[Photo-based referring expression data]
◆ ◆ ◆ ◆ ◆ ◆ ◆

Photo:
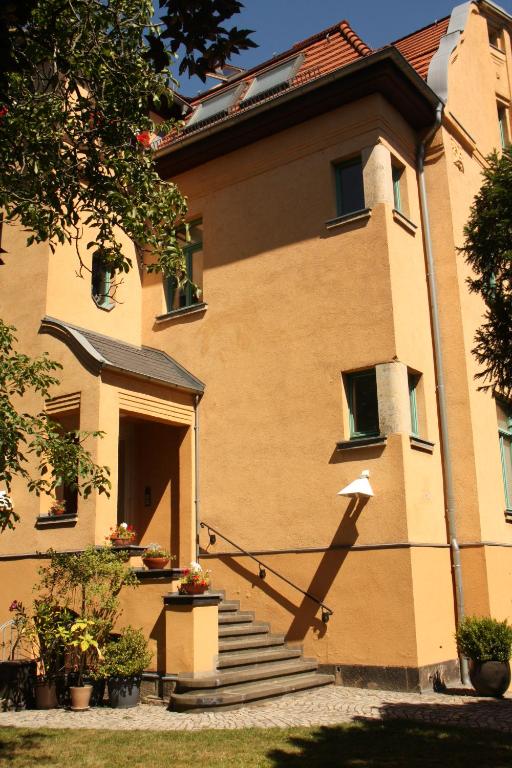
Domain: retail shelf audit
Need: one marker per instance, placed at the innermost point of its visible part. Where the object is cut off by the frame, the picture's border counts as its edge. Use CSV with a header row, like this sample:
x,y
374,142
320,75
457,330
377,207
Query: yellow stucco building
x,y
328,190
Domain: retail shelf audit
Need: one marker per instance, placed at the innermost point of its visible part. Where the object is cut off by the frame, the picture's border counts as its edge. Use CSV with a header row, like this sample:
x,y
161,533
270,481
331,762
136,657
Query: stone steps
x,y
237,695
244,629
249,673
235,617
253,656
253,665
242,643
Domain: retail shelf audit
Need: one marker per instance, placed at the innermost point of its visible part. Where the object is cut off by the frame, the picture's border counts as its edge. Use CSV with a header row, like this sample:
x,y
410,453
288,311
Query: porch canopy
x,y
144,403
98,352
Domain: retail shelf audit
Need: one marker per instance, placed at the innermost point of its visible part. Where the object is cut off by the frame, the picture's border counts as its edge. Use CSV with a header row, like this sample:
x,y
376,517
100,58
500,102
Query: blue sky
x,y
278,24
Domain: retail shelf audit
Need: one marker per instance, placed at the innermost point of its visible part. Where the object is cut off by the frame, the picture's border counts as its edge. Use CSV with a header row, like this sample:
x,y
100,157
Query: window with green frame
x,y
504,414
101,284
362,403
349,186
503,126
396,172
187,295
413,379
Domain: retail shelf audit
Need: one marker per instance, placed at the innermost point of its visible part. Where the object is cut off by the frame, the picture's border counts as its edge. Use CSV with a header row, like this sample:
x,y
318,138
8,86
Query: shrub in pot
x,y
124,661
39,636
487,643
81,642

◆ ◆ ◆ ◆ ◆ ◆ ◆

■ **WORK ORDER**
The records above need retyping in full. Omit the pictures, and change nothing else.

■ **YOUR RESPONSE**
Photo:
Domain: retail shelf audit
Need: one marker per instance, placed at the innermost point of its visible part. Where the object is cut off by the frame, the picture's border counts as its edge. Use CSV with a header row, like this sample:
x,y
374,142
320,75
457,330
377,207
Query: yellow stucco building
x,y
328,190
Domain: retail shelf audit
Need: one marker per instance, placed at the innermost point of its visible part. Where the object is cut off by the frame, the picture's border counts as its edge. Use CSV with a header row, like this sample:
x,y
161,533
270,481
331,762
136,657
Query: stone steps
x,y
237,695
244,629
249,673
235,617
253,656
253,665
242,643
Domain: retail shelf audit
Need: one marker per instance, placed at the innermost point of its visible part. Where the object is cut off by the frame, the picture's border counts as its edge. Use CSV with a header row, like this sample:
x,y
410,453
288,311
Query: porch canopy
x,y
144,403
98,352
Domain: retail shelf audit
Need: one marker per instance, placed at the innermost point of its visible part. Where the object is cut off by the frame, the picture's border counts as its edge. Use CSV with a header row, like this sample:
x,y
376,517
100,58
500,102
Query: blue sky
x,y
278,24
Domain: retail shelf audit
Need: one marker per instance, placed at the innermost point of its visible part. Where the object is cut off by the frame, the picture's border counts as its edge. Use CSV with a header row, like this sample:
x,y
100,157
Query: window with green frame
x,y
504,414
101,284
362,403
349,186
503,126
396,172
187,295
413,379
Domain: retail shelf audit
Need: one marker per instance, placed at the innermost point of its visible part. Where the object is cut off by the frame, the picture's border counts as its edge. Use CSV with a header row, like this sample:
x,y
318,138
8,86
Query: shrub in pot
x,y
124,661
39,636
487,643
81,642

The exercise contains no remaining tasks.